§ **SUPPLIED PASSAGE**:
The Week In Review

11/1/13

The S&P 500 added 0.3% to end the week with a slim advance of 0.1%. Although the broader market ended little changed, small caps were under pressure throughout the session as the Russell 2000 lost 0.4%.
Notably, relative weakness among small caps was a recurring theme throughout the week, causing the Russell to lose 2.0% since Monday.
Outside of the continued underperformance of small caps, the session did not generate too much excitement. The S&P climbed at the open, but slid to lows during the first two hours as the broader market caught down to the Russell's weakness. The S&P was able to battle its way back to the opening high, but could not muster additional gains as energy (-0.3%) and materials (-0.2%) weighed.
The energy sector trailed the broader market throughout the day as Dow component Chevron (CVX 118.01, -1.95) weighed after missing bottom-line estimates by $0.14. Crude oil also pressured the sector, falling 1.8% to $94.61 per barrel.

§ **GIVEN PROBLEM A**: Copy the stretch from "The S&P 500" through "2000 lost 0.4%." in the market summary word for word.

[Location identification entries]
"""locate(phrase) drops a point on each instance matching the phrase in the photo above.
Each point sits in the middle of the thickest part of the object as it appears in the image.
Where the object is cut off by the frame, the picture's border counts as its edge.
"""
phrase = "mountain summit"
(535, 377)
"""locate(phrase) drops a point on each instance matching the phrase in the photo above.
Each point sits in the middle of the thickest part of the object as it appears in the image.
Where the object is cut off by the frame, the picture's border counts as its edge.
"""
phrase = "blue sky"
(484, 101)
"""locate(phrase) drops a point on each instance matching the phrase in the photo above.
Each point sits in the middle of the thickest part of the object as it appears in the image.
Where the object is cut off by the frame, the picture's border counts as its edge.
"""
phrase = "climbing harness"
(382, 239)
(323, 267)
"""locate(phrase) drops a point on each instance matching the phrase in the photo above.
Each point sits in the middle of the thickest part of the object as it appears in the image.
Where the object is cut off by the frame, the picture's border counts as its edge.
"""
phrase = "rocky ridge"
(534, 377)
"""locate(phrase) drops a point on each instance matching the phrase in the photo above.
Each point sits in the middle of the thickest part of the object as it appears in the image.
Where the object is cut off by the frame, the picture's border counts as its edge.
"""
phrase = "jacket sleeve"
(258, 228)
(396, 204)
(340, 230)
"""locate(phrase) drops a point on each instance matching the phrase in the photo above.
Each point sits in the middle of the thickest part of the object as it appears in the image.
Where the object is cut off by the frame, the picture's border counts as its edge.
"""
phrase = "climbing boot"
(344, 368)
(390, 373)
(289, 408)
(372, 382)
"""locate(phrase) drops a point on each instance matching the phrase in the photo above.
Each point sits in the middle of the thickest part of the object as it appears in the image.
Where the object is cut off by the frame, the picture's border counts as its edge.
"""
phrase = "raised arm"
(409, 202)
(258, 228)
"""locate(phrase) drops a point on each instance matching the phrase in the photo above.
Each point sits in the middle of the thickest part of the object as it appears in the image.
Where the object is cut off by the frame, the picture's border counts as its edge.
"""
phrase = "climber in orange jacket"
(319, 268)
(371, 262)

§ **GIVEN PROBLEM B**: List every line of the records that holds the string "climbing", matching case exactly.

§ **FULL SOLUTION A**:
The S&P 500 added 0.3% to end the week with a slim advance of 0.1%. Although the broader market ended little changed, small caps were under pressure throughout the session as the Russell 2000 lost 0.4%.

§ **FULL SOLUTION B**:
phrase = "climbing harness"
phrase = "climbing boot"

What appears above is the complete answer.